• [Work to complete] Every record that follows should be printed verbatim.

[Saved data entries]
● ● ● ● ●

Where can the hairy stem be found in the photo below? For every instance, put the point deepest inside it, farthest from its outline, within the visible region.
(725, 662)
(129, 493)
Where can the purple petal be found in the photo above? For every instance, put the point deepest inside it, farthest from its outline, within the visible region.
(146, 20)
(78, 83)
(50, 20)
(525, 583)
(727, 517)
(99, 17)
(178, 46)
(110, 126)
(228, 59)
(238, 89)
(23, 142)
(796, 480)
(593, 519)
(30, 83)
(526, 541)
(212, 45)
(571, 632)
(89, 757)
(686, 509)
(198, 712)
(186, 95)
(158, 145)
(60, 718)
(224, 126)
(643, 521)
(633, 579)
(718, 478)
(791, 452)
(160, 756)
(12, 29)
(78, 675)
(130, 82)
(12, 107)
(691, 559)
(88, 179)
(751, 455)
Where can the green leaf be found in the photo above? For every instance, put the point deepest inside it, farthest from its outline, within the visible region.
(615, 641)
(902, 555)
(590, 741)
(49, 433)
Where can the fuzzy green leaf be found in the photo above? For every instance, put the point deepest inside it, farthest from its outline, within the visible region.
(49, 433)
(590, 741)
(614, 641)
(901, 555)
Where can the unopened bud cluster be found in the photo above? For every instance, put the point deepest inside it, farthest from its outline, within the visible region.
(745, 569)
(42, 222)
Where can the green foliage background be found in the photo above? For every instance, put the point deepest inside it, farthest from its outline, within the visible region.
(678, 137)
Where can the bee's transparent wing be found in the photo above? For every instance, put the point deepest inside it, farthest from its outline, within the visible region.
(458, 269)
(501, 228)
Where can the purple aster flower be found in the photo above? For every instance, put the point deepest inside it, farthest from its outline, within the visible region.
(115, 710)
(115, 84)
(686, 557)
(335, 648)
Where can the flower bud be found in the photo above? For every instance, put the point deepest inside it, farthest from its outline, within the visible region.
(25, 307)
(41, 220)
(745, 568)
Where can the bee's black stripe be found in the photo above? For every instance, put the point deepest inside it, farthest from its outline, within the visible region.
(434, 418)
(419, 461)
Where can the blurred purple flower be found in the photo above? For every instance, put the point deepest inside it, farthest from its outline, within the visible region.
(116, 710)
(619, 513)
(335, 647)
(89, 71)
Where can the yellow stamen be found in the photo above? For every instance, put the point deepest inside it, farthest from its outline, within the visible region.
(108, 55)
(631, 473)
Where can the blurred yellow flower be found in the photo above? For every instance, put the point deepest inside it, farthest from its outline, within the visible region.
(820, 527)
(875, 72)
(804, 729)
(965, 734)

● ● ● ● ●

• [Solution below]
Where can the hairy stem be found in the photo below? For every instance, put the point deepest inside it, farthest from its outline, within the visible region.
(725, 662)
(129, 493)
Where can the purple petal be found in the photo above? For every instance, put the point deepest inside it, farthest from its outline, within the visible region.
(146, 20)
(78, 83)
(50, 20)
(525, 583)
(727, 517)
(99, 17)
(178, 46)
(110, 126)
(228, 59)
(238, 89)
(23, 142)
(796, 480)
(593, 519)
(30, 83)
(526, 541)
(212, 45)
(571, 632)
(89, 757)
(686, 509)
(198, 712)
(186, 95)
(158, 145)
(60, 718)
(224, 126)
(643, 521)
(633, 579)
(718, 478)
(791, 452)
(160, 756)
(12, 29)
(78, 675)
(130, 82)
(12, 107)
(691, 559)
(88, 179)
(751, 455)
Where can the green leaf be found in the photo above? For every instance, put the point deepest inside it, farthest from its outline, within the visible region.
(615, 641)
(902, 555)
(590, 741)
(49, 433)
Where can the fuzzy green leaf be found in the photo above? For every instance, put the point deepest inside it, farthest from its outline, within the visible region.
(49, 433)
(590, 741)
(614, 641)
(901, 555)
Where can the unopened bud cluster be found in the photo above? For every instance, put the point deepest inside it, farthest from its outline, within the visible region.
(745, 569)
(42, 222)
Where can the green foliage background be found in the photo above? For every instance, put the point deepest inside it, farthest from its outline, within the visible region.
(678, 137)
Where can the bee's transparent wing be found in the photo above? For every instance, put the point deepest inside it, farthest from its outline, within the visible region.
(458, 269)
(501, 228)
Where can the purple aster flower be found in the photo above? For every instance, put the point deepest inside it, farthest from its outline, within the visible region.
(115, 710)
(115, 84)
(686, 557)
(335, 648)
Where can the flower bud be found in the photo above? For every instance, put the point deepest inside it, farthest from its outline, within the visible region.
(25, 307)
(41, 220)
(745, 568)
Where can the bee's black stripe be found in the photo above? For every instance, put the point deepest inside it, farthest from its outline, within the visible region.
(434, 418)
(419, 461)
Where can the blurred purple flower be found in the photo above? For every instance, put the point deepest inside it, farthest from its outline, within the visible region.
(116, 710)
(619, 513)
(335, 647)
(89, 71)
Where can the yellow stamen be found in the photo above? For every instance, put the point deepest inside it, farthest from its outline, within the visible region.
(108, 55)
(631, 473)
Where can the blurred yellow flower be found in the photo above? For every instance, put the point deepest inside it, farthest from its outline, within the visible region.
(820, 527)
(875, 72)
(804, 729)
(965, 734)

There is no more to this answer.